Milestones, not signs, marked the way
En route to a recent meeting this chronicler was on the southern end of Blue Hill Avenue. On the outbound side, a rectangular granite marker almost four feet high, eight inches thick and nearly two feet wide was revealed. It had to be an early milestone in the tradition of the Judge Paul Dudley milestones (seen in finest form at the Civil War Monument here in JP).
In the early 1950's, two investigators, C. Howard and H. Hannaway, checked out the old milestones leading form Boston and produced two maps with pictures of the stones they found and brief descriptions of each. Their 1950 map featured several chains of milestones (as these inscribed stones are) south out of Boston, while their 1952 map featured two western chains that broke off from the southerly ones by the Dudley Street Station.
The two westerly chains, one following Centre Street out to Dedham and the other swinging through Brookline and Brighton to Cambridge, were the work in 1730 of Judge Paul Dudley, whose descendents still live in the area. The hard-to-follow Cambridge route is ridden by a modern William Dawes on horseback every Patriots Day. For the first milestones chain to Dedham a Jamaica Plain driver watching his odometer (preferably on Sunday) starts at Eliot Square in Roxbury and ends at the Faulkner Hospital. He will easily spot stone #3, #5 and #6, and possibly #4.
Marking miles (1,000 paces, named by those master road builders of antiquity, the Romans) is hardly new. Many inscribed Roman milestones have survived with modern terminology: destination, distance, sponsor and date. Boston milestones may be the earliest. Boston judge and diarist Samuel Sewall noted in 1707 that he had set two milestones on the road over the Boston Neck to Roxbury.

*Given material*.
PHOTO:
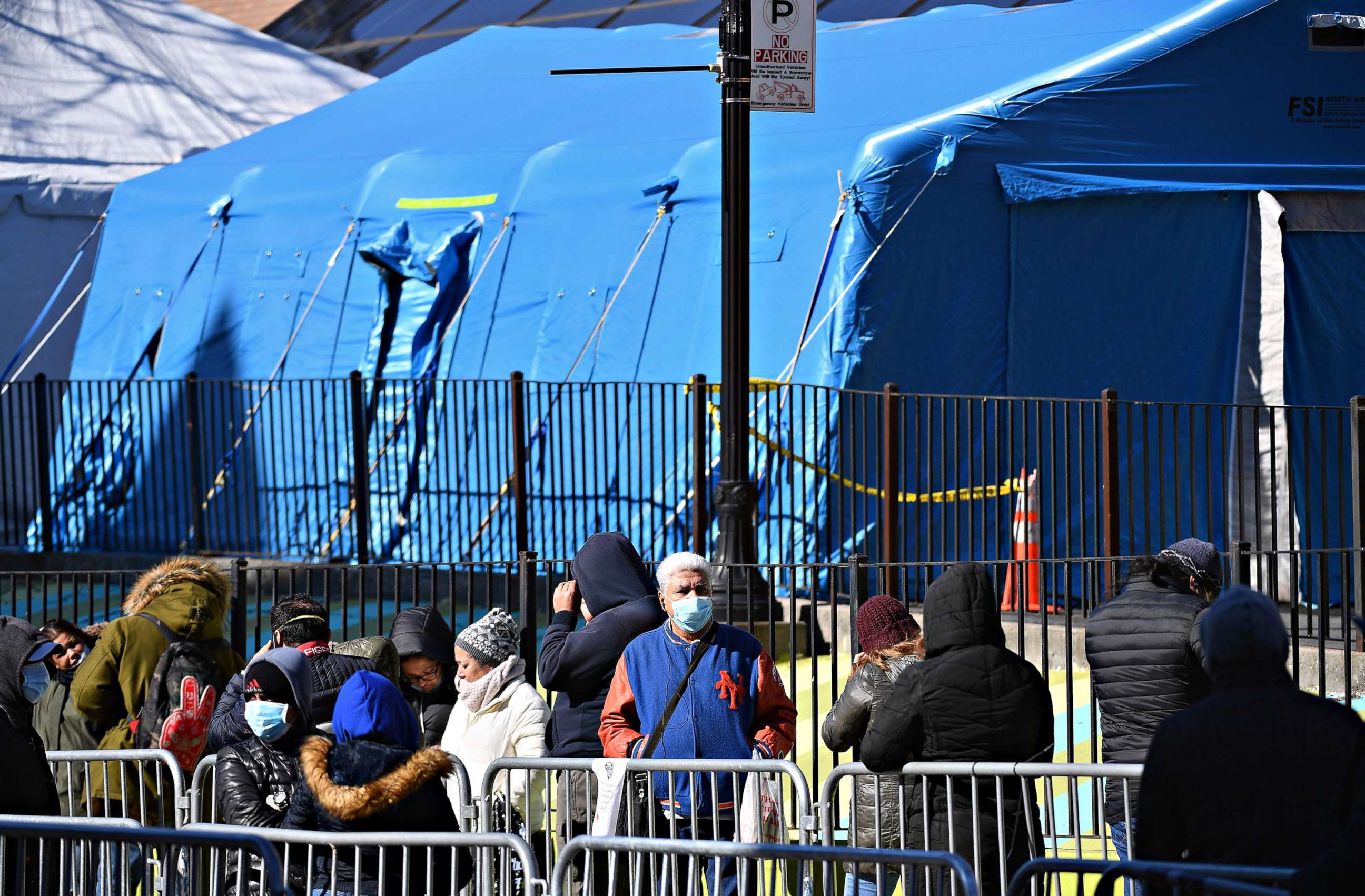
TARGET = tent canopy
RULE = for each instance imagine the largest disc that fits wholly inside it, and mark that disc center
(1087, 217)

*What you need to do*.
**a.** Reproduce the milestones article word for word between "The two westerly" and "and possibly #4.", inclusive.
**b.** According to the milestones article, what did Samuel Sewall note in 1707?

*Your written answers*.
**a.**
The two westerly chains, one following Centre Street out to Dedham and the other swinging through Brookline and Brighton to Cambridge, were the work in 1730 of Judge Paul Dudley, whose descendents still live in the area. The hard-to-follow Cambridge route is ridden by a modern William Dawes on horseback every Patriots Day. For the first milestones chain to Dedham a Jamaica Plain driver watching his odometer (preferably on Sunday) starts at Eliot Square in Roxbury and ends at the Faulkner Hospital. He will easily spot stone #3, #5 and #6, and possibly #4.

**b.** He had set two milestones on the road over the Boston Neck to Roxbury.